Kültepe, Asur Ticaret Kolonileri çağı'nın sona ermesinden sonra, yaklaşık 800 yıl boyunca Demir çağı'na kadar iskan edilmiz. Demir çağı'nda veya Geç Hitit çağı'nda tepede inşa edildiği anlaşılan kabartmalı ortostadlarla süslü büyük binanın Asurlular tarafından tahrip edildiği, tasvirli blokların parçalandığı anlaşılmıştır. Kazılarda, hiyeroglifli stelin, tanrı, karışık varlık kabartmalarının ve arslan heykelinin küçük parçalarının daha sonra inşa edilen duvarlarda yeniden kullanılmış olduğu görülmüştür. Bu çağda Kültepe, büyük Tabal ülkesine bağlı prensliklerden birinin merkezi olmalıdır. Şehir Mö 10-8. yüzyıl arasında güçlü varlığını korumuştur.
Höyük’teki son iki kültür dönemini Helenistik ve Roma çağları temsil eder. Kültepe, bu çağlarda Kayseri’nin gölgesinde kalmış küçük, fakat müstahkem bir şehirdir. Helenistik çağ'a ait bezekli bir vazodaki atla panter avı sahnesi, Anadolu’da tek bir örnek olması açısından büyük önem taşımaktadır. Kültepe, Geç Roma çağının son safhasında terk edilmiş ve bir daha yerleşim alanı olmamıştır. Roma-Helenistik çağlarında Karum’un doğu kesimi mezarlık olarak kullanılmıştır.
Tepe’de ve Karum’da keşfedilen buluntulardan, Kültepe’deki yerleşimin MS 13. yüzyıla kadar devam ettiği anlaşılmaktadır. Karum’da satıh toprağının altında bulunan Selçuklu Sultanı II. Keyhüsrev’e (öl. 1211) ait bir sikke, Kültepe’de hem Kaniş hem de Karum alanında tespit edilen en geç dönem kalıntı ve buluntuların Selçuklu dönemine ait olduğuna işaret eder .

| Veri Listesi |
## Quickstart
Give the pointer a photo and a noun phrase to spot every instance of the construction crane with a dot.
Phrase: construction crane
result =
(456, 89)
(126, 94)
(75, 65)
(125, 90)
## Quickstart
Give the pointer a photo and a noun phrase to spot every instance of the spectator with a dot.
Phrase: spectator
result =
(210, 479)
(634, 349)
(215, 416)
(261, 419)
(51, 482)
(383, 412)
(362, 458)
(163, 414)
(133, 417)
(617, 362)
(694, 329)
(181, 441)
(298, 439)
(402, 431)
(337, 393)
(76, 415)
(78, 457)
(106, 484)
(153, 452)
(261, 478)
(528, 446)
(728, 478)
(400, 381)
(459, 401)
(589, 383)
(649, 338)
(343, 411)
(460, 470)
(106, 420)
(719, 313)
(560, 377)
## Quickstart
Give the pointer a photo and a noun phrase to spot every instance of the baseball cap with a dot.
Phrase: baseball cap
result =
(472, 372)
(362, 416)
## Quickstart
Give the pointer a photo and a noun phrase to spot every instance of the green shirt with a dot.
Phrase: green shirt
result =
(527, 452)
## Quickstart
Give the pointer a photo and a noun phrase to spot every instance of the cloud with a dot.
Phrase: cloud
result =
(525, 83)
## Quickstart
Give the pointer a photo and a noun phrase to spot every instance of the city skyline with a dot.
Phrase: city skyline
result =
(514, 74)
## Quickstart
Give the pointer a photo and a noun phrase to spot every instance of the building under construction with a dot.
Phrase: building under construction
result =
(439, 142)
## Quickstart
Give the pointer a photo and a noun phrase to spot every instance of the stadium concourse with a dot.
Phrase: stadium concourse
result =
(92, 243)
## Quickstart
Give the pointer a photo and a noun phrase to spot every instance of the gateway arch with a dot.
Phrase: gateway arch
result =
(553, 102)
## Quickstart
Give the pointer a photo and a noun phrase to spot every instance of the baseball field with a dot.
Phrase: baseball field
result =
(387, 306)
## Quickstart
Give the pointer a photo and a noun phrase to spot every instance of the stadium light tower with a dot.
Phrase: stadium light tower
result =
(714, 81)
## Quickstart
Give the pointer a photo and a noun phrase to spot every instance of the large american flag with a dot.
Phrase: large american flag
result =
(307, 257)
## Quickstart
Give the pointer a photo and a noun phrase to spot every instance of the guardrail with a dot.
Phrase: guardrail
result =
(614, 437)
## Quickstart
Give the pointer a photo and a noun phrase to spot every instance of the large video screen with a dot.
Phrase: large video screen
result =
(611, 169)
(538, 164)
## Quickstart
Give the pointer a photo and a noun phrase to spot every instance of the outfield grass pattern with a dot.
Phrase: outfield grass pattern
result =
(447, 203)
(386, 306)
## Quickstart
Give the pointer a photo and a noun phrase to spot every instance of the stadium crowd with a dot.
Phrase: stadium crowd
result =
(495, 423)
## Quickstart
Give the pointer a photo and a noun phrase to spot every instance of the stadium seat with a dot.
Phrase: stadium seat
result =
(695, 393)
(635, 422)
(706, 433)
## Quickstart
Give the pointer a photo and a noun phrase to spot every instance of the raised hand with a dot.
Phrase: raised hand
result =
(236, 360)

| Yapılacaklar Listesi |
**a.** Kültepe metninde "Höyük’teki son iki" ifadesinden "işaret eder ." ifadesine kadar olan kısmı, "mezarlık" sözcüğünü "nekropol" ile değiştirerek yeniden yazın.
**b.** Kültepe metnine göre, Demir çağı'nda Kültepe hangi ülkeye bağlı prensliklerden birinin merkezi olmalıdır?
**c.** Kültepe metnini kaldığı yerden sürdürün.
Kayıtların Kültepe metniyle hiçbir ilgisi yoktur.

| Görevlere Göre Yanıtlar |
**a.**
Höyük’teki son iki kültür dönemini Helenistik ve Roma çağları temsil eder. Kültepe, bu çağlarda Kayseri’nin gölgesinde kalmış küçük, fakat müstahkem bir şehirdir. Helenistik çağ'a ait bezekli bir vazodaki atla panter avı sahnesi, Anadolu’da tek bir örnek olması açısından büyük önem taşımaktadır. Kültepe, Geç Roma çağının son safhasında terk edilmiş ve bir daha yerleşim alanı olmamıştır. Roma-Helenistik çağlarında Karum’un doğu kesimi nekropol olarak kullanılmıştır.
Tepe’de ve Karum’da keşfedilen buluntulardan, Kültepe’deki yerleşimin MS 13. yüzyıla kadar devam ettiği anlaşılmaktadır. Karum’da satıh toprağının altında bulunan Selçuklu Sultanı II. Keyhüsrev’e (öl. 1211) ait bir sikke, Kültepe’de hem Kaniş hem de Karum alanında tespit edilen en geç dönem kalıntı ve buluntuların Selçuklu dönemine ait olduğuna işaret eder .

**b.** Büyük Tabal ülkesine bağlı prensliklerden birinin merkezi olmalıdır.

**c.**
BULUNAN TABLETLERDEN öRNEK METİNLER

KAçAKçILIK:

Kaçakçılık ve benzeri suçlardan dolayı Asurluların hapse atıldıklarını biliyoruz. Mesela kaçakçılık yapmakla itham edilen tanınmış tüccar Puşu-ken ve yerel bir kralla aralarındaki ticarî bir meseleden dolayı anlaşmazlık çıkan Bazia adlı Asurlu hapse atılmıştır. Bazia bir mektubunda 10 aydan beri hapishanede yatmakta olduğunu belirterek, muhatabından, karumun kendisini kurtarması için krala bir elçi göndermesini rica etmektedir.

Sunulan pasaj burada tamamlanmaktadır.